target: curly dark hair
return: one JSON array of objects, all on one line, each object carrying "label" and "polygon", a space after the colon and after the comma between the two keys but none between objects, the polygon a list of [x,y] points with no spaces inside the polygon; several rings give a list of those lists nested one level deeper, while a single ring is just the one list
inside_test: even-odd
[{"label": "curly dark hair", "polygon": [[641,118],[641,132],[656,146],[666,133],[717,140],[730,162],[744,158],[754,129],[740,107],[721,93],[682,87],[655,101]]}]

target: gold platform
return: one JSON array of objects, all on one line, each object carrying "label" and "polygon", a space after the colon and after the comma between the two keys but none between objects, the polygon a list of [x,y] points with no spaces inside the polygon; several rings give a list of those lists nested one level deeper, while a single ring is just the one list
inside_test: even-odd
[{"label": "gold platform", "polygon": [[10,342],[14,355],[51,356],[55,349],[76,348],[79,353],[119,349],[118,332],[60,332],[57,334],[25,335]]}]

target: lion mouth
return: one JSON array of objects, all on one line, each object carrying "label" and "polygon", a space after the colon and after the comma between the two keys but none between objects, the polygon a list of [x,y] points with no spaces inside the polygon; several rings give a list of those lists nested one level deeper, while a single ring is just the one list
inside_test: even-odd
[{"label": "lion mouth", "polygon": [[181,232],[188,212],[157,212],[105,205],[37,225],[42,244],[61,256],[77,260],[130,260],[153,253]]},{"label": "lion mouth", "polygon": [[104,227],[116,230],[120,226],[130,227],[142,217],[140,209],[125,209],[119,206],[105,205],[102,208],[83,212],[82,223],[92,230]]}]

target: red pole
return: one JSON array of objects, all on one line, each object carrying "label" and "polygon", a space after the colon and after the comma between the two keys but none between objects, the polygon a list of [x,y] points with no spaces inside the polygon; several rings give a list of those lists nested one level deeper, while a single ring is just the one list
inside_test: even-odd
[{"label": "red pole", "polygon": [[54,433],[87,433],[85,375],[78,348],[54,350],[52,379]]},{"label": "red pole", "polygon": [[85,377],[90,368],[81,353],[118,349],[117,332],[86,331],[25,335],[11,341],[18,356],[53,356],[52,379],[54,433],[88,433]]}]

**Problem details**: Your response needs to restate the lines above exactly.

**Result of the task**:
target: curly dark hair
return: one JSON array of objects, all on one line, each object carrying "label" and "polygon", a space after the colon and after the comma between the two keys but none between objects, the polygon a list of [x,y] points with no spaces inside the polygon; several rings give a list of those lists nested one level deeper, while a single ring is just the one list
inside_test: even-odd
[{"label": "curly dark hair", "polygon": [[641,118],[641,132],[656,146],[666,133],[717,140],[730,162],[744,158],[754,129],[740,107],[721,93],[682,87],[655,101]]}]

target: gold platform
return: one JSON array of objects, all on one line, each object carrying "label" and "polygon", a space after the colon and after the comma between the two keys but none between objects, the polygon a list of [x,y] points with no spaces inside the polygon; several rings give a list of those lists nested one level deeper, while a single ring is just the one list
inside_test: even-odd
[{"label": "gold platform", "polygon": [[10,342],[14,355],[51,356],[55,349],[76,348],[79,353],[119,349],[118,332],[60,332],[57,334],[25,335]]}]

target: lion mouth
return: one JSON array of objects, all on one line, each object carrying "label" and "polygon", a space after the colon and after the comma between the two keys but none between objects, the polygon a list of [x,y] points with no spaces inside the polygon; several rings give a list of those lists nested one level deeper, while a single ring is just the one list
inside_test: even-odd
[{"label": "lion mouth", "polygon": [[181,232],[188,212],[157,212],[105,205],[37,225],[42,244],[61,256],[77,260],[130,260],[153,253]]},{"label": "lion mouth", "polygon": [[104,227],[116,230],[120,226],[130,227],[142,217],[140,209],[125,209],[119,206],[105,205],[102,208],[83,212],[82,223],[92,230]]}]

target: red pole
return: one JSON array of objects, all on one line, each object carrying "label" and "polygon", a space after the colon and after the comma between the two keys but none between objects, the polygon a list of [x,y] points with no spaces inside the polygon; several rings give a list of those lists nested one level deeper, while a single ring is just the one list
inside_test: even-odd
[{"label": "red pole", "polygon": [[54,433],[87,433],[85,375],[78,348],[54,350],[52,379]]},{"label": "red pole", "polygon": [[85,377],[90,368],[81,353],[118,349],[117,332],[86,331],[25,335],[11,341],[18,356],[53,356],[52,379],[54,433],[88,433]]}]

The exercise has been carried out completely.